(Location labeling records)
-----

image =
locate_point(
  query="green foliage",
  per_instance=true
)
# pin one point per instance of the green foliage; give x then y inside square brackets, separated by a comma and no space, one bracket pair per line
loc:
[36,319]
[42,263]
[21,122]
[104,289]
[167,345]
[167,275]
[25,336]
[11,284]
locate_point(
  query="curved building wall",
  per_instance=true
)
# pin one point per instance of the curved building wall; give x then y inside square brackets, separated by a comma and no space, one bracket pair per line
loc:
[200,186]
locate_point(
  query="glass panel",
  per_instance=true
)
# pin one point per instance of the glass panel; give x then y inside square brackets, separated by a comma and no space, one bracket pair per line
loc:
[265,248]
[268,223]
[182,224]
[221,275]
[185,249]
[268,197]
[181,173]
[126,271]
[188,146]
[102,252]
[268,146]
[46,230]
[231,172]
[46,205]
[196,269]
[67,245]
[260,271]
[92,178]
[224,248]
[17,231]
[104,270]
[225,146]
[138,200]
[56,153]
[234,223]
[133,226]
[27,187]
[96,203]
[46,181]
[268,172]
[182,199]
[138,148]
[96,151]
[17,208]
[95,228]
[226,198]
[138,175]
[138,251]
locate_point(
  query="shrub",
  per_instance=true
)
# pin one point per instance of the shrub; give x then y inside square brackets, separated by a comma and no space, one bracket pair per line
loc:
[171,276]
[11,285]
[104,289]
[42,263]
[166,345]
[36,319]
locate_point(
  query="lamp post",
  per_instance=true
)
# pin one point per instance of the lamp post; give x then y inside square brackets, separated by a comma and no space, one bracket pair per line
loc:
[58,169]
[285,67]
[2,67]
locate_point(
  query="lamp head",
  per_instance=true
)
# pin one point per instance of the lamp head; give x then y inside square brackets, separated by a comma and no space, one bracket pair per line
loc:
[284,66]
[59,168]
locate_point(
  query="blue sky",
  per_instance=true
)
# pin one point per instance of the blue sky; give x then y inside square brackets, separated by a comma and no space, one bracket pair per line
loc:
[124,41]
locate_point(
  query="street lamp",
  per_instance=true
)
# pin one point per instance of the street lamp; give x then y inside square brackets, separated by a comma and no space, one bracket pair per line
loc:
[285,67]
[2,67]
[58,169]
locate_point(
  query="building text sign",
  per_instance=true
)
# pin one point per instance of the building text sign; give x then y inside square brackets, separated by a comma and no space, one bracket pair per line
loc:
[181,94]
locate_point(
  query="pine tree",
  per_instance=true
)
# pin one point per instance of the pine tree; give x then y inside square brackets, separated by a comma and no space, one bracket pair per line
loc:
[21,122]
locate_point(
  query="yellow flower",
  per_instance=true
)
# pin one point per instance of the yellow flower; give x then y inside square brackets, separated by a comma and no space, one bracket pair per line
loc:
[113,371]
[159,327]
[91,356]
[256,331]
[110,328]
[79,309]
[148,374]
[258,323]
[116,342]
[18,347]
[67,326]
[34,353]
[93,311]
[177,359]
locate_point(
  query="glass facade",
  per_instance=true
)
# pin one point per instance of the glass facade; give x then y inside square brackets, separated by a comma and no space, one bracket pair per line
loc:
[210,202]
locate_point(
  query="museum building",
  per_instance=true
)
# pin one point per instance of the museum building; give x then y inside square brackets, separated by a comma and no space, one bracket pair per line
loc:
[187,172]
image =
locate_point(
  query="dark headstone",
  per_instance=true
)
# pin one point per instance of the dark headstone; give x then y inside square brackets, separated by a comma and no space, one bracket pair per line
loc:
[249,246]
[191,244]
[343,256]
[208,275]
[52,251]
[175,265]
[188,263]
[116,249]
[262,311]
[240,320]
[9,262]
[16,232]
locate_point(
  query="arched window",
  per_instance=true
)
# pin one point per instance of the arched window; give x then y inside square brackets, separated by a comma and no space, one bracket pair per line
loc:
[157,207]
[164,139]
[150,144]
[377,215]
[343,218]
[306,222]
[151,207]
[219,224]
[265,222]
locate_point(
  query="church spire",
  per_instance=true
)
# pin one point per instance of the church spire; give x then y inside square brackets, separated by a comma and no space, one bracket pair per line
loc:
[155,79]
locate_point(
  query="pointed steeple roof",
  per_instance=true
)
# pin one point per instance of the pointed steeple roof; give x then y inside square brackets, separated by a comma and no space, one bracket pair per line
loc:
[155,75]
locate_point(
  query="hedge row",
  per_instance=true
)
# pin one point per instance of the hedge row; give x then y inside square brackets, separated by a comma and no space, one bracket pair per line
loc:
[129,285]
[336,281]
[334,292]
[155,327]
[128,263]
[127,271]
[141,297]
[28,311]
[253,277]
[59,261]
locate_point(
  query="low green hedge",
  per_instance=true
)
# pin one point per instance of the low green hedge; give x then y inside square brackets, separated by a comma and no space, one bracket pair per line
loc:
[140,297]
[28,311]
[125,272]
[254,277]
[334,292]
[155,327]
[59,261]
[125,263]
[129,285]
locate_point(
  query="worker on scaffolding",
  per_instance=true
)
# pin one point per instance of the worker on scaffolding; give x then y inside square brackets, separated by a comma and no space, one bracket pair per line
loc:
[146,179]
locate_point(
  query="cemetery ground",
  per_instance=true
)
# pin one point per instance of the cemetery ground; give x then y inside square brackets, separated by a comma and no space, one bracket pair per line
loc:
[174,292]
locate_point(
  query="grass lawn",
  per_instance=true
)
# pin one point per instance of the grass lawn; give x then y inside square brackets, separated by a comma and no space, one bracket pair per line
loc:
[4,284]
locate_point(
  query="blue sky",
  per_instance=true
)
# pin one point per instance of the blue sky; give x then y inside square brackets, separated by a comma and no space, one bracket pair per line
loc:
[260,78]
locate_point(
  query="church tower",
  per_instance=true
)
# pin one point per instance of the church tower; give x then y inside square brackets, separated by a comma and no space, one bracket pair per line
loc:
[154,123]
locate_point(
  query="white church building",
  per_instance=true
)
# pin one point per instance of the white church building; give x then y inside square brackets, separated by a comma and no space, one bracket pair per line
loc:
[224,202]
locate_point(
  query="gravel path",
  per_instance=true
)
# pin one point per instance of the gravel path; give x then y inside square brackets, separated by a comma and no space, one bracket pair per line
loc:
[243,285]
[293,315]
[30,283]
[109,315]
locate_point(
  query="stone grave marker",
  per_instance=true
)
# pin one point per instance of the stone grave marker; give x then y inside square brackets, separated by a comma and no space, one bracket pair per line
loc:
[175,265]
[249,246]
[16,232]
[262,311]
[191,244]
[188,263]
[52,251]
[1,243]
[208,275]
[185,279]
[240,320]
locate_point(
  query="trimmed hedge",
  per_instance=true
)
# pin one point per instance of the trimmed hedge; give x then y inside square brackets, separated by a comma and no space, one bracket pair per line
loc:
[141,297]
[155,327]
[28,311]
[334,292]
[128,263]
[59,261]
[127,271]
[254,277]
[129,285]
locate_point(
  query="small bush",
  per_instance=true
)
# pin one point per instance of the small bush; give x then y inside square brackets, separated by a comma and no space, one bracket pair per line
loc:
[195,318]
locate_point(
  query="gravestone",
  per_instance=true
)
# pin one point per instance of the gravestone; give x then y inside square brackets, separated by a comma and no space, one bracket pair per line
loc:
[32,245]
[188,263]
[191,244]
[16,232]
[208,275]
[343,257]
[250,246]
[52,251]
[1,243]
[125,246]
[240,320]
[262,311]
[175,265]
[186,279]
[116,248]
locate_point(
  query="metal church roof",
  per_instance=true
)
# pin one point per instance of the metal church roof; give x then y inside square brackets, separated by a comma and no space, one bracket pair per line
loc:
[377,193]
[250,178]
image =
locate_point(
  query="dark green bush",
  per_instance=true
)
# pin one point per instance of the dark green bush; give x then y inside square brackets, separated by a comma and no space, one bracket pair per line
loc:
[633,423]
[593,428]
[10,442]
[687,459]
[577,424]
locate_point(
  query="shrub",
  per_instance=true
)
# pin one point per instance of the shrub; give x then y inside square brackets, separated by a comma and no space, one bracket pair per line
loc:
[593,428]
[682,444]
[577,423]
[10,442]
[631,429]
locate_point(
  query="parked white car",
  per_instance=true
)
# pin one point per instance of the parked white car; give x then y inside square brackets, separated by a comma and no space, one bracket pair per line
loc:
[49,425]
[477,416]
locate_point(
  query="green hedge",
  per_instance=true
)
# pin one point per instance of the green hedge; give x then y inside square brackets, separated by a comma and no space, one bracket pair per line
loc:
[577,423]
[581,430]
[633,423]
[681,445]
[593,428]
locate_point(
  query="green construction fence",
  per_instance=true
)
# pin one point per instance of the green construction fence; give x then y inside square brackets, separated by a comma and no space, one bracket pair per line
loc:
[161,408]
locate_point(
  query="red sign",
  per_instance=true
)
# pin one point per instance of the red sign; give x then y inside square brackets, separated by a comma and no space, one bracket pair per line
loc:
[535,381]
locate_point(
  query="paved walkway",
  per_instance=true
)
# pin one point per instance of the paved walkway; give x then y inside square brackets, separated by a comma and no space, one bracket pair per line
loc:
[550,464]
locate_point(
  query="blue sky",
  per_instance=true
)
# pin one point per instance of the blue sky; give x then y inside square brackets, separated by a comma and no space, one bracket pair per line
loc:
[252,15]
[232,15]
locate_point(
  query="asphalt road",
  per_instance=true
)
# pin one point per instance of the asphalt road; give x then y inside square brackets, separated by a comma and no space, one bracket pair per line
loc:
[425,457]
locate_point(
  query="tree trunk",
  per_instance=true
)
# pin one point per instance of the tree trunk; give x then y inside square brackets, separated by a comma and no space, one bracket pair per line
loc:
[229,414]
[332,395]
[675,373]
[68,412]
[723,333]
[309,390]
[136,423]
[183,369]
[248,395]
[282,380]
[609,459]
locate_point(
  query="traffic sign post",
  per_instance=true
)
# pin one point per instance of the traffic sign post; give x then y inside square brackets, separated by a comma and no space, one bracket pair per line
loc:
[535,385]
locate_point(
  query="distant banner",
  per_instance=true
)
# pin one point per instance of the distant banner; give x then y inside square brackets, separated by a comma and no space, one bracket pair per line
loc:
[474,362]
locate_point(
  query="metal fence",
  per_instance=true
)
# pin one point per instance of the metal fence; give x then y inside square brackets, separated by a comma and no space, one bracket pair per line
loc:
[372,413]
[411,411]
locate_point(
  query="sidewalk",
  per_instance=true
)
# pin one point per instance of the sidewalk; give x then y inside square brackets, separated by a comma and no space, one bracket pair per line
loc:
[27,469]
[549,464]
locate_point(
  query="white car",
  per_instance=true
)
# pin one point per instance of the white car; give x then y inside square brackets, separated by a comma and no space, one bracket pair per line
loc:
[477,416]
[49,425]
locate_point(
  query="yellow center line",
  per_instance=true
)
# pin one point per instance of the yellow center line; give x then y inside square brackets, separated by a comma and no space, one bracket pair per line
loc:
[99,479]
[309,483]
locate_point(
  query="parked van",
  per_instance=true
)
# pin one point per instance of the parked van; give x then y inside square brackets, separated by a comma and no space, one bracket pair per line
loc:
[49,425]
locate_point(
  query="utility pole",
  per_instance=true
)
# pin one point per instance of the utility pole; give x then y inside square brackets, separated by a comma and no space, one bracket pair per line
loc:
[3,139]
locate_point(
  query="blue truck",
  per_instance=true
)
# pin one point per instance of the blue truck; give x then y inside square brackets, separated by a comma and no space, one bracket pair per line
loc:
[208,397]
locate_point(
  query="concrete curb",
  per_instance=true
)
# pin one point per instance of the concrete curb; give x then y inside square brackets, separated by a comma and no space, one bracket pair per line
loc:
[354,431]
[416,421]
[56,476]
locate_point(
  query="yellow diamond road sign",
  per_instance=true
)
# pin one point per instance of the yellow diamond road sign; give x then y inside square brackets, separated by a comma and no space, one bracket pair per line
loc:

-----

_AIM_
Pick out every line in the records that contains the word "marker", paying attention to uppercase and lowercase.

_FULL RESPONSE_
  query="stone grave marker",
# pin one point per instance of the stone grave marker; give x then y inside square brackets, separated by a comma and no space, one bracket pair per line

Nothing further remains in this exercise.